[[ RECORDS SUPPLIED, beginning ]]
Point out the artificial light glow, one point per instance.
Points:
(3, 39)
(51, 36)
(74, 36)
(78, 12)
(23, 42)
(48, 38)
[[ RECORDS SUPPLIED, end ]]
Copy out all of the data. Keep every word unchanged.

EXERCISE ANSWER »
Point out the artificial light glow, one point per instance.
Points:
(3, 39)
(51, 36)
(74, 36)
(78, 12)
(23, 42)
(48, 38)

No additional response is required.